Bereitgestellter Text ->
-------------------------
Wenn der Bf. schließlich meint, §346 Abs4 Z4 ASVG gefährde die Unabhängigkeit der Kommissionsmitglieder überhaupt, so genügt der Hinweis auf §346 Abs6 ASVG, wonach diese Organe "in Ausübung ihres Amtes unabhängig und an keine Weisungen gebunden" sind. Daß nach §346 Abs2 ASVG je zwei (Kommissions-)Beisitzer von der Österreichischen Ärztekammer und vom Hauptverband der österreichischen Sozialversicherungsträger nominiert werden, ist gleichfalls - auch unter dem Aspekt des Art6 EMRK - verfassungsrechtlich unbedenklich, wie sich schon aus den im Erkenntnis VfSlg. 9887/1983 angestellten Überlegungen ergibt. Der VfGH hält an dieser damals vertretenen Auffassung unverändert fest. Allein aus der gesetzlich vorgeschriebenen Mitwirkung sogenannter Interessenvertreter an der Entscheidung läßt sich eine - auch nur scheinbare - Abhängigkeit von den Streitparteien nicht ableiten (s. auch das Urteil des EGMR vom 16. Juli 1971 im Fall Ringeisen): Denn weisungsfreie Interessenvertreter, die in einer Kollegialbehörde mit richterlichem Einschlag iS des Art133 Z4 (Art20 Abs2) B-VG vertreten sind, fungieren keinesfalls als persönliches Sprachrohr der einen oder anderen Partei; sie sollen vielmehr in den Entscheidungsvorgang sachliche Gesichtspunkte einbringen, die sich aus ihrer jeweiligen Berufsstellung ergeben, und in wechselseitiger Auseinandersetzung mit den übrigen (Kommissions-)Mitgliedern zu einer die spezifische Interessenlage (mit-)berücksichtigenden Entscheidung beitragen.
-------------------------
[Gesammelte Daten]
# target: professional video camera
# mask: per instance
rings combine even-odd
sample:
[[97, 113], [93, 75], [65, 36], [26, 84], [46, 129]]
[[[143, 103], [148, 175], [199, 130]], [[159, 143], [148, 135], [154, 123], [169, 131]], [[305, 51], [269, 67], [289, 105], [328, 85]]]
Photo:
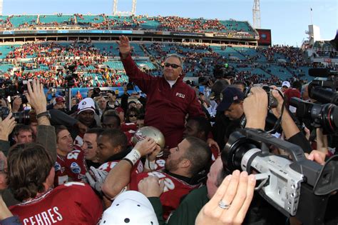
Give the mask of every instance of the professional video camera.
-------------------------
Arbeitsauftrag ->
Welche beiden Stellen nominieren laut dem Text zur Unabhängigkeit der Kommissionsmitglieder nach §346 Abs2 ASVG je zwei Beisitzer? Das Material stammt aus einer anderen Quelle.

Ergebnis ->
Die Österreichische Ärztekammer und der Hauptverband der österreichischen Sozialversicherungsträger.